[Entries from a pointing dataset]
· · ·

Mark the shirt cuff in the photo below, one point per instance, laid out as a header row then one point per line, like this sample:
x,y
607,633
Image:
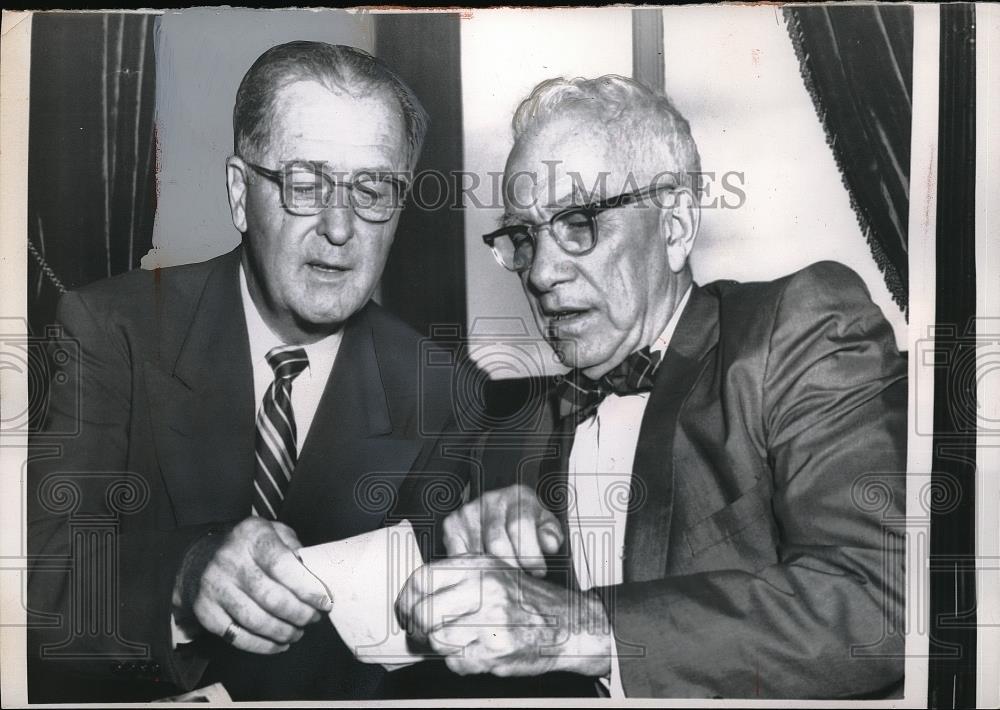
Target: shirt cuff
x,y
614,684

· · ·

_GIVEN TASK_.
Copy the entries above word for word, leaving out the pictures.

_EXERCISE RESPONSE_.
Mark the shirt cuff in the photo below, one point per instance, laid out as a header row then one point per line, like this sample:
x,y
607,633
Image:
Target: shirt cuff
x,y
614,684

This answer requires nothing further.